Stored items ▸
- - - - -

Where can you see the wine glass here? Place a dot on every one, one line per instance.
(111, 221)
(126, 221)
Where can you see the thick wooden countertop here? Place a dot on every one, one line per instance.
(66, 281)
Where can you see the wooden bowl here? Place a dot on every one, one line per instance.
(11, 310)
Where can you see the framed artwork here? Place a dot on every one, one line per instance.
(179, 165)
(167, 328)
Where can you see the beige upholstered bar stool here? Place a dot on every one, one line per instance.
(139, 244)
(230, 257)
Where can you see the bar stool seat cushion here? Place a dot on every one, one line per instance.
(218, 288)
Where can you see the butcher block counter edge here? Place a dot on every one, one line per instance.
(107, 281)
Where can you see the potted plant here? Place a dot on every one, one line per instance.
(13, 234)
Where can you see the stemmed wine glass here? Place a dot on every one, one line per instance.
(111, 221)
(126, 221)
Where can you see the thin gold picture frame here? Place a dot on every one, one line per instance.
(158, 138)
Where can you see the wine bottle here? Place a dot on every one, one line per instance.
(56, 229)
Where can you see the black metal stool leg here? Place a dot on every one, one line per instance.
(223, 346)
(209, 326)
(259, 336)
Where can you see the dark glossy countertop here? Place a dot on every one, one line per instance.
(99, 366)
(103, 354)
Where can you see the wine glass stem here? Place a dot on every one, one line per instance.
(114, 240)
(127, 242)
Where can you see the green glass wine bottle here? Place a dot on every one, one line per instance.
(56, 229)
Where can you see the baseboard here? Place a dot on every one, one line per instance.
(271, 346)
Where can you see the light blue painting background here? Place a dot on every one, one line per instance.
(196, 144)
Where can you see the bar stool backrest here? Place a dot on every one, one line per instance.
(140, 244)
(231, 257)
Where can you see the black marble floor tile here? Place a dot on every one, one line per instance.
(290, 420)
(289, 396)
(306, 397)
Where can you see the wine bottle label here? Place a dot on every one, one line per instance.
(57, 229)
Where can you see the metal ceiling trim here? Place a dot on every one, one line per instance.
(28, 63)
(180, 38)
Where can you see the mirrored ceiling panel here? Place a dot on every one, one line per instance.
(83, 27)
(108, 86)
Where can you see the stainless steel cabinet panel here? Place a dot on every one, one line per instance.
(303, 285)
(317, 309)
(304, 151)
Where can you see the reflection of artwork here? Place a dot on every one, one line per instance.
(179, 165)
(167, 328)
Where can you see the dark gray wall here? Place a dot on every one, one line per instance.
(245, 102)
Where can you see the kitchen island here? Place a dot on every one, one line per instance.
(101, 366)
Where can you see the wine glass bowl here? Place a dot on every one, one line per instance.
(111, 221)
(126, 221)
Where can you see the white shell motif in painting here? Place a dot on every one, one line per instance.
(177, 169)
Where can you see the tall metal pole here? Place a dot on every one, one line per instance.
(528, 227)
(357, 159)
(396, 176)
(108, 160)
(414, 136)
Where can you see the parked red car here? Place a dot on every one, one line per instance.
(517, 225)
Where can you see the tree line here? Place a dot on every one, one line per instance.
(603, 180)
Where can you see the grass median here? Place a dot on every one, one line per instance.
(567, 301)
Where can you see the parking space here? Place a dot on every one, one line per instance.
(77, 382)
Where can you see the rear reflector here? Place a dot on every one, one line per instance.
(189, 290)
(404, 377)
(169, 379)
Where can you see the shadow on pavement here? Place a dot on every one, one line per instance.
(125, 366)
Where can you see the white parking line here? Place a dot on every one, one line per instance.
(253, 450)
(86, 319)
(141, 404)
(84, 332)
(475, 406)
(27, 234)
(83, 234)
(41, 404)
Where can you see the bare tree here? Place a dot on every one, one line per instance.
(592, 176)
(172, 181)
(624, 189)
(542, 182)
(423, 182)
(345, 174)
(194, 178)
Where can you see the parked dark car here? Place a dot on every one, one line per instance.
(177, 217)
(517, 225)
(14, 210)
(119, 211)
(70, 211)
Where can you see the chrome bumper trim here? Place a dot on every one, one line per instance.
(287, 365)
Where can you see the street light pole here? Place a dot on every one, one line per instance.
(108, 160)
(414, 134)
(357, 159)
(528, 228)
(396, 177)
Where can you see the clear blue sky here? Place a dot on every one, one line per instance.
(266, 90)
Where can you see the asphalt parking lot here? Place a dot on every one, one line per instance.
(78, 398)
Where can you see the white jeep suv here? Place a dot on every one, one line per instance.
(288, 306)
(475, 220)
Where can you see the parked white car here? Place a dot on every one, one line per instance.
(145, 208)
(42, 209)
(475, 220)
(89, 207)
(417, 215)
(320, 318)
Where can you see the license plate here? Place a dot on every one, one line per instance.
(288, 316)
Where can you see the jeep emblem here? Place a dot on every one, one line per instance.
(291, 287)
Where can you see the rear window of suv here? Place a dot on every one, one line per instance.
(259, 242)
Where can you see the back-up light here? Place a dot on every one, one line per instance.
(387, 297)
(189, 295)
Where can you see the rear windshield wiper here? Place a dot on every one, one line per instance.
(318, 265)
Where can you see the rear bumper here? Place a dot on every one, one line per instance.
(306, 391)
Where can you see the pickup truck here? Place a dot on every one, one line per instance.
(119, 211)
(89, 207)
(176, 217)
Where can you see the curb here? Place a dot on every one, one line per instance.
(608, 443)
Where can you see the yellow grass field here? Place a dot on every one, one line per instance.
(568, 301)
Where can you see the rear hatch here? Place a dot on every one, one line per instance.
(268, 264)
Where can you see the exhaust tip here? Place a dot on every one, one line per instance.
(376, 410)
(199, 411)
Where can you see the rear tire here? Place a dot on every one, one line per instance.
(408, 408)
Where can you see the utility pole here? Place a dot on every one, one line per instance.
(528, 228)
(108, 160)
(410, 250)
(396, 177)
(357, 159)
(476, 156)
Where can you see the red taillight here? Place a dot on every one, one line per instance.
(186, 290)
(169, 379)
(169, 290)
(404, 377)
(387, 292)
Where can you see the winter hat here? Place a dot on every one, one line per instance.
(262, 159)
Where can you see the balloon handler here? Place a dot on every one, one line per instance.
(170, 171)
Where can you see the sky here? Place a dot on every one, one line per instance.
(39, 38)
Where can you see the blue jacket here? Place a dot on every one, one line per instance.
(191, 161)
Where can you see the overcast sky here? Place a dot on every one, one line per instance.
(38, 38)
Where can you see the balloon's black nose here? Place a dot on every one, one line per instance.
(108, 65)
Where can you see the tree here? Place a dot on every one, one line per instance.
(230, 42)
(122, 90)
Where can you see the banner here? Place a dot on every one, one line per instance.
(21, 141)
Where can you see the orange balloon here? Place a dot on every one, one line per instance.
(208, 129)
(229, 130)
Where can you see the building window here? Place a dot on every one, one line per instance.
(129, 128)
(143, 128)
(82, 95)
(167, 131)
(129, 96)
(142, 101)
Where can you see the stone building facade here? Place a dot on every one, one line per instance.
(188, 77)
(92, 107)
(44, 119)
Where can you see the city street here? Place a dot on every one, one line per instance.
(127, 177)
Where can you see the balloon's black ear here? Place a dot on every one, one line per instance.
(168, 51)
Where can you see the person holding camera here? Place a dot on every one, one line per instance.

- - - - -

Aim ▸ Take the entries above and transcribe them in full.

The response ▸
Where can you see the wine glass here? Place a dot on every one, one line per instance.
(111, 221)
(126, 221)
Where can you see the thick wooden countertop here? Place a dot on every one, one line per instance.
(66, 281)
Where can you see the wooden bowl here? Place a dot on every one, one line per instance.
(11, 310)
Where can you see the framed artwork here? Place a dot on every one, one line per instance.
(179, 165)
(167, 328)
Where can you see the beige upholstered bar stool here? Place a dot on every one, one line per instance.
(139, 244)
(230, 257)
Where can you see the bar stool seat cushion here? Place a dot on every one, one line per instance.
(218, 288)
Where can you see the butcher block counter edge here? Place a dot on every one, one line per instance.
(107, 281)
Where can you see the potted plant here? Place a dot on every one, one line per instance.
(13, 234)
Where can you see the stemmed wine glass here? Place a dot on every one, one line per instance.
(111, 221)
(126, 221)
Where can you see the thin gold picture frame here? Place a dot on every one, one line per instance.
(158, 138)
Where can you see the wine bottle here? Place a dot on every one, one line per instance.
(56, 229)
Where can you see the black metal stool leg here? Place a dot on every one, one line per instance.
(223, 346)
(209, 326)
(259, 336)
Where can you see the dark glossy countertop here? Place a dot on every one, one line per instance.
(99, 366)
(103, 354)
Where can you see the wine glass stem here? Place a dot on every one, one line per instance.
(114, 240)
(127, 242)
Where can you see the green glass wine bottle here? Place a dot on every one, one line per instance.
(56, 229)
Where can you see the baseboard here? Place a dot on every one, one line per instance.
(271, 346)
Where can you see the light blue painting background here? Place a dot on every one, one line per instance.
(196, 144)
Where can you see the bar stool backrest here? Place a dot on every one, one line per instance.
(140, 244)
(231, 257)
Where can you see the black marble floor tile here? Place a dot on every one, one line per instance.
(290, 420)
(289, 396)
(306, 397)
Where can you see the wine bottle label here? Place a dot on every one, one line per instance.
(57, 229)
Where can you see the metal ceiling trim here? Place a dot on every one, one line per instance.
(28, 63)
(180, 38)
Where can you see the mirrored ceiling panel here? Place a dot on every one, one line per instance.
(83, 27)
(108, 86)
Where can you see the stainless steel cabinet panel here? Place a dot on every one, one line per instance.
(303, 285)
(317, 309)
(304, 151)
Where can you see the reflection of artwork here? Place a dot on every one, one line per instance.
(179, 165)
(167, 328)
Where can you see the dark gray wall here? Place a dot on every one, one line per instance.
(245, 102)
Where can you see the kitchen island here? Place a dot on every one, one line per instance.
(101, 366)
Where can you see the wine glass bowl here? Place a dot on every one, one line per instance.
(111, 221)
(126, 221)
Where can you see the white shell motif in painting here? Place a dot on every one, one line per instance.
(177, 169)
Where can you see the tall metal pole here? Place a dot on every one, one line per instance.
(528, 227)
(357, 159)
(396, 176)
(108, 160)
(414, 136)
Where can you see the parked red car here? Place a dot on every one, one line per instance.
(517, 225)
Where can you see the tree line here? Place a dot on every one, one line per instance.
(603, 180)
Where can you see the grass median here? Place a dot on every one, one line per instance.
(567, 301)
Where can you see the parking space here? Place a dot on every one, one line per instance.
(77, 382)
Where can you see the rear reflector here? Place a dot on every one, one line per instance.
(189, 290)
(404, 377)
(169, 379)
Where can you see the shadow on pavement here? Place a dot on every one, one line per instance.
(125, 366)
Where can you see the white parking line here? Place a dot on every one, one line per instance.
(253, 450)
(86, 319)
(141, 404)
(84, 332)
(475, 406)
(27, 234)
(83, 234)
(41, 404)
Where can you see the bare tree here? Place a dot on every one, one line per instance.
(592, 176)
(172, 181)
(624, 189)
(542, 182)
(423, 182)
(345, 174)
(194, 178)
Where can you see the parked dark car here? Place a dot on every one, one line per instance.
(177, 217)
(517, 225)
(14, 210)
(119, 211)
(70, 211)
Where can you see the chrome bumper trim here? Place a dot on every one, one line per instance.
(287, 365)
Where can you see the street light pole here? Place a dot on every one, one line per instance.
(108, 160)
(414, 134)
(357, 159)
(528, 228)
(396, 177)
Where can you see the clear blue sky here? Place a dot on every one, one line per instance.
(266, 90)
Where can you see the asphalt parking lot here? Place a dot on every one, one line per instance.
(78, 398)
Where can you see the white jeep suv here? Place a dot on every one, one line per instance.
(288, 306)
(475, 220)
Where can you see the parked white car here? Place a dot on every one, one line per instance.
(145, 208)
(42, 209)
(475, 220)
(89, 207)
(417, 215)
(320, 318)
Where can you see the license plate here? Place a dot on every one, one line per instance.
(288, 316)
Where can you see the jeep emblem here? Place a dot on every one, one line per instance.
(291, 287)
Where can you see the rear window of suv here? Place a dot on every one, one line per instance.
(259, 242)
Where can you see the back-up light here? Place a dot on every one, one line per instance.
(387, 297)
(189, 295)
Where can you see the rear windshield wiper here? Place a dot on every one, one line per instance.
(318, 265)
Where can you see the rear bumper here? Place a dot on every one, one line per instance.
(306, 391)
Where can you see the pickup truck here? Place a dot on every one, one line per instance.
(119, 211)
(89, 207)
(176, 217)
Where can you see the curb here? Place a dot on every one, one line per instance.
(608, 443)
Where can you see the yellow grass field here? Place a dot on every one, one line per instance.
(568, 301)
Where can you see the rear hatch here? Place a dot on every one, one line per instance.
(268, 264)
Where can you see the exhaust tip here? Place a dot on every one, one line per instance.
(376, 410)
(199, 411)
Where can you see the rear tire here? Place a dot on every one, one line per instance.
(408, 408)
Where can you see the utility pole here? Place a dot on every one, one line per instance.
(528, 228)
(108, 160)
(410, 250)
(396, 177)
(357, 159)
(476, 156)
Where can you see the red taillight here? Place a dot on every one, one line per instance.
(186, 290)
(169, 379)
(169, 290)
(404, 377)
(387, 292)
Where can you see the winter hat here? Place a dot on every one, one line per instance.
(262, 159)
Where can you see the balloon handler here? Place a dot on every one, one line per instance.
(170, 171)
Where can you see the sky here? Place a dot on every one, one line per instance.
(39, 38)
Where can you see the blue jacket here? Place a dot on every one, one line per instance.
(191, 161)
Where can you see the overcast sky here? Place a dot on every one, one line per instance.
(38, 38)
Where can you see the balloon's black nose here? Place a dot on every one, one line per instance.
(108, 65)
Where can you see the tree here? Place a dot on every one, one line per instance.
(230, 42)
(122, 90)
Where can you see the banner here? Place a dot on every one, one line per instance.
(21, 141)
Where can you see the orange balloon here? Place a dot on every one, one line per instance.
(208, 129)
(229, 130)
Where can you see the building window here? Place a dot on every one, one line per instance.
(129, 128)
(143, 128)
(82, 95)
(167, 131)
(129, 96)
(142, 101)
Where can you see the stone building facade here? Place a dot on every one, one line per instance.
(188, 77)
(92, 107)
(44, 119)
Where can you see the city street here? Place a dot on every one, one line per instance.
(127, 177)
Where can you see the balloon's black ear here? Place a dot on every one, one line per instance.
(168, 51)
Where can you see the person holding camera here? Place a dot on every one, one line per instance.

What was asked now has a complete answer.